INSTRUCTIONS FOR THE TASK:
Reproduce verbatim the lines of the records below, starting at the line that contains "Task: pick out one point for each instance of the weathered" and ending at the line that contains "x=870, y=760", with both of those lines included.

MATERIAL TO PROCESS:
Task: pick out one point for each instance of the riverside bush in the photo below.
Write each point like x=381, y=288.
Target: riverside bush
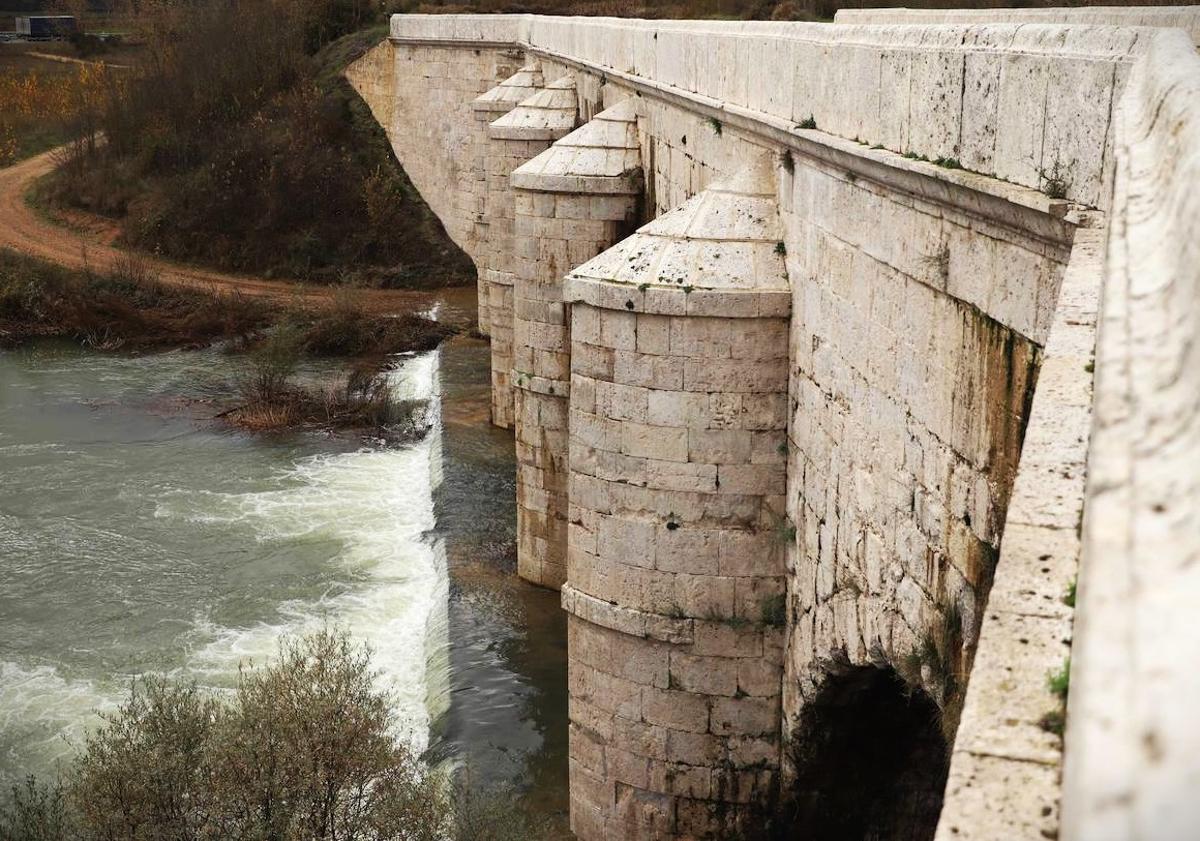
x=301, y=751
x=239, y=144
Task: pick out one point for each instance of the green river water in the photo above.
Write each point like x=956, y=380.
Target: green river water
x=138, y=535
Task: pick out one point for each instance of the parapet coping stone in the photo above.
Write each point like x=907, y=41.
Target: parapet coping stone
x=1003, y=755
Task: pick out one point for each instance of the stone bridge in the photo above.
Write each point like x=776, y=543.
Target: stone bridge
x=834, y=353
==
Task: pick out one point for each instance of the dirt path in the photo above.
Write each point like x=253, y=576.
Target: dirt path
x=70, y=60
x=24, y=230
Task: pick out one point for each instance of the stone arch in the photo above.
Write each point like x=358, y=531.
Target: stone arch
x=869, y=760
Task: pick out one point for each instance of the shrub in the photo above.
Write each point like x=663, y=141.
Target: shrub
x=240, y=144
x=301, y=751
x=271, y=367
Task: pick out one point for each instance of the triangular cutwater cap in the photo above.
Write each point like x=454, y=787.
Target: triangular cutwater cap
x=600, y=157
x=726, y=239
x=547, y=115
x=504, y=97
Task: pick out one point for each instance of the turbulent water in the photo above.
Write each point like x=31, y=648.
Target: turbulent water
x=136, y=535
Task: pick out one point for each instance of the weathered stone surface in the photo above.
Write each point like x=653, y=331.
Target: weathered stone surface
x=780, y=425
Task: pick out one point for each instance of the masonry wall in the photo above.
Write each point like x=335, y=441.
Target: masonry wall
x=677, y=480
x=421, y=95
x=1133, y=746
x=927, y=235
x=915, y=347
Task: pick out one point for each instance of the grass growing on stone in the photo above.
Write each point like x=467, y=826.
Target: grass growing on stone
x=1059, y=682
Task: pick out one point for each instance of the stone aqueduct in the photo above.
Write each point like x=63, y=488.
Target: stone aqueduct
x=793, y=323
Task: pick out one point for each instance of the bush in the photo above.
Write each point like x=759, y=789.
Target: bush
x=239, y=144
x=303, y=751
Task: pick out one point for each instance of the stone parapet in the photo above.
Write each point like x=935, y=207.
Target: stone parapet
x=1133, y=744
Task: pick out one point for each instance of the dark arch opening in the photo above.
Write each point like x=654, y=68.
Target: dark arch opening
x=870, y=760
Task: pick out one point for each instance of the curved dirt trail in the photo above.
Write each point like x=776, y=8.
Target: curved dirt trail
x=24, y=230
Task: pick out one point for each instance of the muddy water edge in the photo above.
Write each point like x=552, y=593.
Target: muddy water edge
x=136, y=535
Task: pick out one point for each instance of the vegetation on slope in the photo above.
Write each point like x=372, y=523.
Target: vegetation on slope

ANSWER TO THIS PROBLEM:
Task: pick out one point for each instance of the weathered stone surface in the photo above.
Write each point like x=653, y=331.
Target: weathered stone surface
x=780, y=425
Task: pick out one point for each instance of the masonry wall in the photo above.
Write each point like x=335, y=441.
Target: masonry wall
x=677, y=480
x=421, y=95
x=1133, y=746
x=927, y=235
x=915, y=347
Task: pick out one point for each instance of the grass growing on stone in the photo above.
Write each point like x=467, y=826.
Target: grass growing on stone
x=1059, y=682
Task: pick out one point for each instance of the stone aqueduct in the photo above.
Write each point like x=63, y=488.
Target: stone aqueduct
x=793, y=323
Task: pick out one point for each instance of the bush in the photo above.
Write each point like x=759, y=789.
Target: bush
x=239, y=144
x=303, y=751
Task: pick out one point for each instance of the stone parapet in the photo above.
Write each point like x=935, y=207.
Target: stone parapet
x=1133, y=744
Task: pick out one point for each instance of the dark arch opening in the photo above.
Write each point like x=654, y=68.
Target: dark arch opening
x=870, y=760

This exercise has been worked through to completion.